**WHAT YOU ARE ASKED TO DO:** The whole listing below should be duplicated exactly, with nothing left out.
=====
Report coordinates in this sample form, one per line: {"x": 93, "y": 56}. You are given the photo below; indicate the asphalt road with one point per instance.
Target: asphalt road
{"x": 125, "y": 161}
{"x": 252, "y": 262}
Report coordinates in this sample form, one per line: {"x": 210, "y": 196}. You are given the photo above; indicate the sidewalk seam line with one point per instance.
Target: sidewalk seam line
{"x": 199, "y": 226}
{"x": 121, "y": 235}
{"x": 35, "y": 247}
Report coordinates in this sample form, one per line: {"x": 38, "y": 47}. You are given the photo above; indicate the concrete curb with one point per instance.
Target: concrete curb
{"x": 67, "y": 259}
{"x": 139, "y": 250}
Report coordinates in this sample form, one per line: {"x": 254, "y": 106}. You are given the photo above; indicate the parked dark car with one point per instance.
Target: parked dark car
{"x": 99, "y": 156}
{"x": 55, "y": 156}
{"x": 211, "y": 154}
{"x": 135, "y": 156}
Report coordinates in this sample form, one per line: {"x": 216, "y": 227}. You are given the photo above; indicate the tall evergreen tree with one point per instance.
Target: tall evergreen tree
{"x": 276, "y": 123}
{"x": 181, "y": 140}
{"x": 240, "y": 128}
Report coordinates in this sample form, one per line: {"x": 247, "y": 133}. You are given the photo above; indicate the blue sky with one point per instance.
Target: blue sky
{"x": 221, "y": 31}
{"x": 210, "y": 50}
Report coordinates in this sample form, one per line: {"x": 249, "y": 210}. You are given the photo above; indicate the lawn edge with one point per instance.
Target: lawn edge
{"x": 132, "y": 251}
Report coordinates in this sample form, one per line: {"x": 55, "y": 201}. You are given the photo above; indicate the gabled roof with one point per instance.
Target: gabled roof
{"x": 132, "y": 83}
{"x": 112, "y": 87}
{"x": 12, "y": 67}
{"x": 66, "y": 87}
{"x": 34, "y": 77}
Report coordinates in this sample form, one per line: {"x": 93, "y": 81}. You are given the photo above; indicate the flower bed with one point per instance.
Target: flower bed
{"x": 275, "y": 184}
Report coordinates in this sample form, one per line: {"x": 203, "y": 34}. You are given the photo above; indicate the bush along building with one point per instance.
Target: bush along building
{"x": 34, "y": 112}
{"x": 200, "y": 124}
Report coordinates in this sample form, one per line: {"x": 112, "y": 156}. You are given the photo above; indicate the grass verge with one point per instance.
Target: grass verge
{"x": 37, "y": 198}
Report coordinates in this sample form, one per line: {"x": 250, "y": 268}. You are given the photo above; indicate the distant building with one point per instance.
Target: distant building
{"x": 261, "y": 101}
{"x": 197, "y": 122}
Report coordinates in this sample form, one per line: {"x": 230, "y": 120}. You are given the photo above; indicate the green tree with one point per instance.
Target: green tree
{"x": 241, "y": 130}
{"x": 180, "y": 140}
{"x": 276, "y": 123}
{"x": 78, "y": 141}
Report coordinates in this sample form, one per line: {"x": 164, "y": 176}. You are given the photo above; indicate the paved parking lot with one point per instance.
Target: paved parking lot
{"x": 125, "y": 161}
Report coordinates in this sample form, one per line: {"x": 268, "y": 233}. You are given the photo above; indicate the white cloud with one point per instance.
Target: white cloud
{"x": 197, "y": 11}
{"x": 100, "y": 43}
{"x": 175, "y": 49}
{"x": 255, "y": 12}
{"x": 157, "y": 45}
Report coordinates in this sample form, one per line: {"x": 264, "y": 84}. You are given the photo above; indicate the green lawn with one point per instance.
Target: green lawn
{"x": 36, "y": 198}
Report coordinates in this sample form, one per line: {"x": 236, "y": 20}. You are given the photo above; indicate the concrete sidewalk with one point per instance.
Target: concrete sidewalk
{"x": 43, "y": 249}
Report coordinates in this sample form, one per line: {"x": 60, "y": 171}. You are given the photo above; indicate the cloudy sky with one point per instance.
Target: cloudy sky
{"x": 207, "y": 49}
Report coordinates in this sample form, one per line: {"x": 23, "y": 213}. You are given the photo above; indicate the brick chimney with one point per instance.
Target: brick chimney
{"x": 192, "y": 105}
=====
**RESPONSE BELOW:**
Report coordinates in this sample form, one per line: {"x": 93, "y": 56}. You are given the photo below; indicate the asphalt road with one point per instance.
Target: asphalt road
{"x": 125, "y": 161}
{"x": 252, "y": 262}
Report coordinates in this sample form, one per line: {"x": 210, "y": 196}. You are given the photo above; indicate the sidewalk seam line with one point per instance.
Target: sidewalk seam line
{"x": 199, "y": 226}
{"x": 121, "y": 235}
{"x": 35, "y": 247}
Report coordinates in this sample form, one per line: {"x": 38, "y": 47}. You are given the photo above; indicate the concrete curb with one point per instance.
Target: concrete curb
{"x": 67, "y": 259}
{"x": 139, "y": 250}
Report coordinates in this sample form, one per line: {"x": 254, "y": 106}. You are given the photo above; indicate the parked dark car with one point per instance.
Target: parked dark car
{"x": 99, "y": 156}
{"x": 55, "y": 156}
{"x": 211, "y": 154}
{"x": 135, "y": 156}
Report coordinates in this sample form, one per line: {"x": 216, "y": 227}. You are given the photo above; indicate the tall evergreen tree with one point per instance.
Target: tall evergreen tree
{"x": 276, "y": 123}
{"x": 181, "y": 140}
{"x": 240, "y": 128}
Report coordinates in this sample form, one per line: {"x": 247, "y": 133}. You are given the photo above; indicate the blue sky with one point per instance.
Target: blue sky
{"x": 221, "y": 31}
{"x": 210, "y": 50}
Report coordinates in this sample form, one per line: {"x": 249, "y": 210}. You are given the photo above; indicate the lawn edge with one point per instance.
Target: lawn edge
{"x": 132, "y": 251}
Report coordinates in this sample form, one per line: {"x": 55, "y": 201}. You are given the photo above; indicate the gabled roof with one point per instance.
Target: gabled roof
{"x": 132, "y": 83}
{"x": 112, "y": 87}
{"x": 12, "y": 67}
{"x": 66, "y": 87}
{"x": 34, "y": 77}
Report coordinates in this sample form, one per line: {"x": 93, "y": 81}. You are given the photo above; indicate the flower bed with one point per instance.
Target: flower bed
{"x": 275, "y": 184}
Report coordinates in this sample form, one per line: {"x": 203, "y": 34}. You are given the photo above; indicate the bush along building with one point per instance.
Target: bush along building
{"x": 34, "y": 112}
{"x": 200, "y": 124}
Report coordinates in this sample form, one per line: {"x": 112, "y": 156}. You are given the photo above; indicate the grass verge with one point per instance.
Target: grass verge
{"x": 37, "y": 198}
Report coordinates in this sample form, one per line: {"x": 250, "y": 268}. You are given the photo above; indicate the distant building with one point per instance.
Target: distant building
{"x": 261, "y": 101}
{"x": 197, "y": 122}
Report coordinates in this sample form, one per line: {"x": 230, "y": 120}. You are given the photo above; indicate the green tree with one point per instance.
Target: green tree
{"x": 241, "y": 130}
{"x": 180, "y": 140}
{"x": 276, "y": 123}
{"x": 78, "y": 141}
Report coordinates in this sample form, one per line: {"x": 164, "y": 176}. You are given the photo above; indicate the paved parking lot with one point per instance.
Target: paved parking lot
{"x": 125, "y": 161}
Report coordinates in this sample form, one per line: {"x": 268, "y": 233}. You are given the photo above; indicate the white cloud with one point per instance.
Target: white cloud
{"x": 197, "y": 11}
{"x": 100, "y": 43}
{"x": 175, "y": 49}
{"x": 255, "y": 12}
{"x": 157, "y": 45}
Report coordinates in this sample form, one per line: {"x": 264, "y": 84}. You are given the photo above; indicate the green lawn with one point per instance.
Target: green lawn
{"x": 36, "y": 198}
Report coordinates in this sample form, one per line: {"x": 236, "y": 20}. You are given the photo above; indicate the concrete sidewalk with one point per instance.
Target: concrete sidewalk
{"x": 43, "y": 249}
Report coordinates in this sample form, one per line: {"x": 60, "y": 171}. You are given the photo above; indicate the cloudy sky with one point per instance.
Target: cloudy sky
{"x": 207, "y": 49}
Report coordinates in this sample form, one per line: {"x": 23, "y": 213}. You are given the photo above; indicate the brick chimney with one point per instance.
Target: brick chimney
{"x": 192, "y": 105}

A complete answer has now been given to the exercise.